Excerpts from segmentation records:
((
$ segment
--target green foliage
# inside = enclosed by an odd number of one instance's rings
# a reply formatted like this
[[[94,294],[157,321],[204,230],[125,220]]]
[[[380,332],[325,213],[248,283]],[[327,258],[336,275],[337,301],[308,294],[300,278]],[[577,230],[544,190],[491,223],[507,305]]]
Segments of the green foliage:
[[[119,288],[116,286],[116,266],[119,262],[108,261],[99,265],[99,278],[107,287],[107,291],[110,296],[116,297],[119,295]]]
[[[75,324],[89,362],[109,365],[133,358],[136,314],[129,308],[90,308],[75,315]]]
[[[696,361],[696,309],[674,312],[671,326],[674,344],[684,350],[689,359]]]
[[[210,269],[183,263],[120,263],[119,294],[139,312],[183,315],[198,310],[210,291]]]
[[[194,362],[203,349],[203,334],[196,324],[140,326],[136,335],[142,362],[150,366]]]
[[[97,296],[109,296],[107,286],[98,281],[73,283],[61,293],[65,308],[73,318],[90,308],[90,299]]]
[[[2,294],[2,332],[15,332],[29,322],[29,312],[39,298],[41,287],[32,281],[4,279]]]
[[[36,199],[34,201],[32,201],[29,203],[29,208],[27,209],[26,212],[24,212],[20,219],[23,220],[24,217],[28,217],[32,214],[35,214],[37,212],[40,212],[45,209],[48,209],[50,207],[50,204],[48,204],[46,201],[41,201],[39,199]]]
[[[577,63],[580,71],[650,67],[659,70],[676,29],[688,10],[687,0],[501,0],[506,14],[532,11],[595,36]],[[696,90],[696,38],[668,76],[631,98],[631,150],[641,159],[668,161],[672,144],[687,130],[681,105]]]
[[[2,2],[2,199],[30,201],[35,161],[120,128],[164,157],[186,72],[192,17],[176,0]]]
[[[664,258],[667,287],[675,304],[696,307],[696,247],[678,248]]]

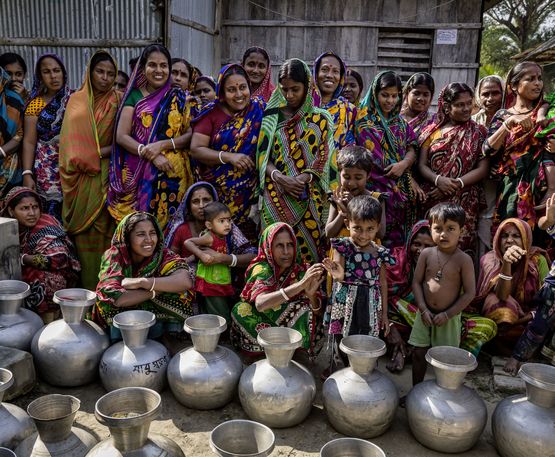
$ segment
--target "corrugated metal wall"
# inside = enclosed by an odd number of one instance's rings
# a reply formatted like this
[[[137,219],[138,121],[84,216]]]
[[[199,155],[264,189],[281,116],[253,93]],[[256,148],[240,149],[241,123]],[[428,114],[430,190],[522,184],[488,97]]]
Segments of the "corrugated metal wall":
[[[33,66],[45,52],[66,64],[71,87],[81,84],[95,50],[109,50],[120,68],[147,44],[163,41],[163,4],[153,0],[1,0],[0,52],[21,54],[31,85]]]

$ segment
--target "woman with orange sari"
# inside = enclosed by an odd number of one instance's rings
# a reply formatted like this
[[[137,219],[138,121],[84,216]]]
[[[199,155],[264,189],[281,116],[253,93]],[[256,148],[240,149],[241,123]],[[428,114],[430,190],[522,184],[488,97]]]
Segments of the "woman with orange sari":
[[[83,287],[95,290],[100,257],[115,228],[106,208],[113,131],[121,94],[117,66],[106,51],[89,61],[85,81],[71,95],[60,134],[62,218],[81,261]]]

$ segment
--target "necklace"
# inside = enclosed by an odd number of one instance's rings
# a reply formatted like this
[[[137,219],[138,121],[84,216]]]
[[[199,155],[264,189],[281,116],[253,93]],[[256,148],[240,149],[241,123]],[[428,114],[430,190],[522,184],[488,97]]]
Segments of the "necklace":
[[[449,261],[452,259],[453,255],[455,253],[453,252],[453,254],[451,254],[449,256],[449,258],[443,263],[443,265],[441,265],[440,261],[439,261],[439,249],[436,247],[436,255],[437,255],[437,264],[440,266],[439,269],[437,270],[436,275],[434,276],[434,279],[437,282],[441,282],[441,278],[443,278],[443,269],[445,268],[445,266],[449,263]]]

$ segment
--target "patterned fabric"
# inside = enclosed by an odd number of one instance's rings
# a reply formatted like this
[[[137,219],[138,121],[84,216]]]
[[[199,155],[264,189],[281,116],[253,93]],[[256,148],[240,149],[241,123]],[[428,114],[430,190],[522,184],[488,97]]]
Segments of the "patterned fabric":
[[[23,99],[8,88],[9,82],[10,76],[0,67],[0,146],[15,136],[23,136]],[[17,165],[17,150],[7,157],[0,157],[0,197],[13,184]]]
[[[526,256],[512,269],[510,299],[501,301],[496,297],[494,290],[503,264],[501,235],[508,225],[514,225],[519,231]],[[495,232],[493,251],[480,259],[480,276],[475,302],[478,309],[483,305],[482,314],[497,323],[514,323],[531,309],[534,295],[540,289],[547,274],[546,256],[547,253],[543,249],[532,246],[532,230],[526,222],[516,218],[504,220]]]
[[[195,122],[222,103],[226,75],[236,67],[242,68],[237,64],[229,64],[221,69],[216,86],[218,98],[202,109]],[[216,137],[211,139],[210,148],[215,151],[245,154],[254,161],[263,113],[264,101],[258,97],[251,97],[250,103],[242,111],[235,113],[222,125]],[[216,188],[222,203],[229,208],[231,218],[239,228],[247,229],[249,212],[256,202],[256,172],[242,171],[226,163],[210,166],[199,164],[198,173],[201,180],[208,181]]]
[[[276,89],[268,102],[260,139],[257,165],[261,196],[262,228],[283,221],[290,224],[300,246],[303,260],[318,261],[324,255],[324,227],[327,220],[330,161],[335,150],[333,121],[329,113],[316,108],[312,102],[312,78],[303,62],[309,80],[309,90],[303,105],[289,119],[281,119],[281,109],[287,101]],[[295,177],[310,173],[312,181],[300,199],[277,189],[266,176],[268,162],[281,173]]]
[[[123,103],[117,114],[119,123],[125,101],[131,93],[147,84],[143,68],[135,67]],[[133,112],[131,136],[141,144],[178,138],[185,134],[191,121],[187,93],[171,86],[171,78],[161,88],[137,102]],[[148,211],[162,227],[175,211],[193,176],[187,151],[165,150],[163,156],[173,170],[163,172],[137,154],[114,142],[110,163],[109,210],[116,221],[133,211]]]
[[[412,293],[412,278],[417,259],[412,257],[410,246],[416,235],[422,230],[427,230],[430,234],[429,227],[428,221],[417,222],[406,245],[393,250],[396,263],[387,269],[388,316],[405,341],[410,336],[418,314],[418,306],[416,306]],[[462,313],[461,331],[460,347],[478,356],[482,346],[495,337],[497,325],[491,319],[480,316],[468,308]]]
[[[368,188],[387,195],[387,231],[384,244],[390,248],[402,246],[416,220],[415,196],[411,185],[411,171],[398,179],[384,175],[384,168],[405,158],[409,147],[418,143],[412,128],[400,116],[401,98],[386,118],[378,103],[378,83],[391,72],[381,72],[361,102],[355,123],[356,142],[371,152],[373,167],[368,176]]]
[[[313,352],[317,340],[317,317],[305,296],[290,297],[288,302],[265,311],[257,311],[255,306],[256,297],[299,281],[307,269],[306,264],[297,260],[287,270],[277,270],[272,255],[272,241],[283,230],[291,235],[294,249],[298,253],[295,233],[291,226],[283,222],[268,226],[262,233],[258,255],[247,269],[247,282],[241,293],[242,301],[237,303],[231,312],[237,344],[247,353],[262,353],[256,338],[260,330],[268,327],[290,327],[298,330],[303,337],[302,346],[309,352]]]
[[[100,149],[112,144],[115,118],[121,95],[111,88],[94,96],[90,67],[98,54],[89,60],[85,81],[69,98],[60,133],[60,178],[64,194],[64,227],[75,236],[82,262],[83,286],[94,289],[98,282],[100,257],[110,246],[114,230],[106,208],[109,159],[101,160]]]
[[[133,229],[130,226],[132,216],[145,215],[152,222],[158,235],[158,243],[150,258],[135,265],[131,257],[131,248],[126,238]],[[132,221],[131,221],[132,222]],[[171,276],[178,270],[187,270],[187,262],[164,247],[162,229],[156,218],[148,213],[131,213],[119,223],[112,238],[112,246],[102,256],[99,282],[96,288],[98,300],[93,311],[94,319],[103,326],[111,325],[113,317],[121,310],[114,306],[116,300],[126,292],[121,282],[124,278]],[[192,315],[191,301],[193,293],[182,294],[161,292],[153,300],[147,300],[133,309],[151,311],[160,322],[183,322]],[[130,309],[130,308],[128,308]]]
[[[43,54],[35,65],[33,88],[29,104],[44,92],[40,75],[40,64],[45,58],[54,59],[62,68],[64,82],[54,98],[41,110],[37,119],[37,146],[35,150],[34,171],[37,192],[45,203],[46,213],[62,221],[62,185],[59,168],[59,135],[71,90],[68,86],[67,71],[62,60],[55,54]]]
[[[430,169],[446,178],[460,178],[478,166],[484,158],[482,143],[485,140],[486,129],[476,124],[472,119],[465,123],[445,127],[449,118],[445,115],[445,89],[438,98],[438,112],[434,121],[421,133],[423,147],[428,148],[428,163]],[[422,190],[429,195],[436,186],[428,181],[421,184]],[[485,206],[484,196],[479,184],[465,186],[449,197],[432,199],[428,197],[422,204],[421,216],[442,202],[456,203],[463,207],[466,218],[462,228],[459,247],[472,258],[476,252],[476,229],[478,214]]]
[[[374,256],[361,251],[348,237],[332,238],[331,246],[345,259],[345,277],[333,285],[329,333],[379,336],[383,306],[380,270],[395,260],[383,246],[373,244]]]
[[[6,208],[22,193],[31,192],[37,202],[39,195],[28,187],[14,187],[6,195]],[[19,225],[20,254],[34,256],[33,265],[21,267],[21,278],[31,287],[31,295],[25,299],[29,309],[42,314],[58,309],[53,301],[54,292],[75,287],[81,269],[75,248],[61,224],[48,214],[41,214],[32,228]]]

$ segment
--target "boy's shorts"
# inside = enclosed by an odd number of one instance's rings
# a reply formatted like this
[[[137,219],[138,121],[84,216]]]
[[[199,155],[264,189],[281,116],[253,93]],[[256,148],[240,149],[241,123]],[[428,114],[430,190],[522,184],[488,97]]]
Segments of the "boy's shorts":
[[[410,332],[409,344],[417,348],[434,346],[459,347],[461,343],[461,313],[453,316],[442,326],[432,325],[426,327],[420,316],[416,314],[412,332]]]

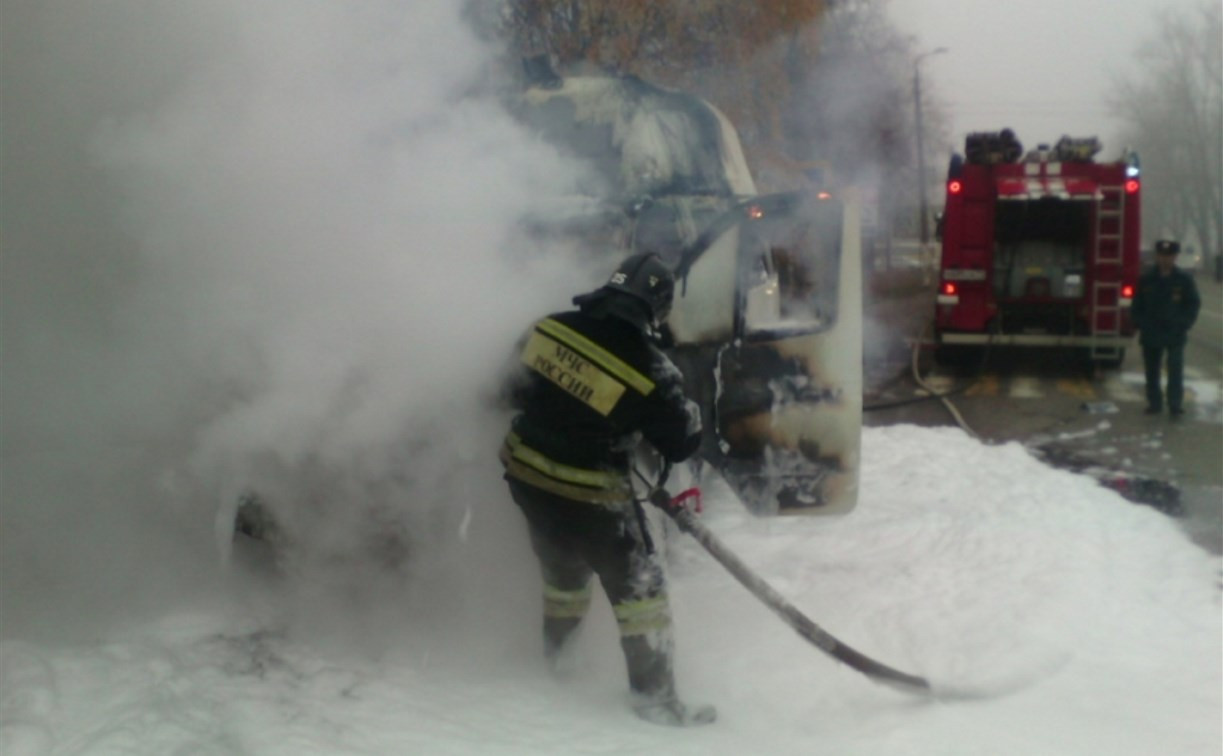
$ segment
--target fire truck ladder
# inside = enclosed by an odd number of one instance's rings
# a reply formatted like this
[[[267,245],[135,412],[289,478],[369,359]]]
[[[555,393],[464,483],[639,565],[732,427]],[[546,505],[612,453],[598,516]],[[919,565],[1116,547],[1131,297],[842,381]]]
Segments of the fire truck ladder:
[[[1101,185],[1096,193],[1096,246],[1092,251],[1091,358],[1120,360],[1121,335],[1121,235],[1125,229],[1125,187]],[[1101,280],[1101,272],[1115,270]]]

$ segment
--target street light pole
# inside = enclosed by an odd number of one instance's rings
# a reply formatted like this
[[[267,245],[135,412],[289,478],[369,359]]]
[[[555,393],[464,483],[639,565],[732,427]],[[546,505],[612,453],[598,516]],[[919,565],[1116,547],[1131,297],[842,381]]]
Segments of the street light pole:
))
Collect every line of the records that contains the word "pole".

The answer:
--target street light pole
Segments of the street light pole:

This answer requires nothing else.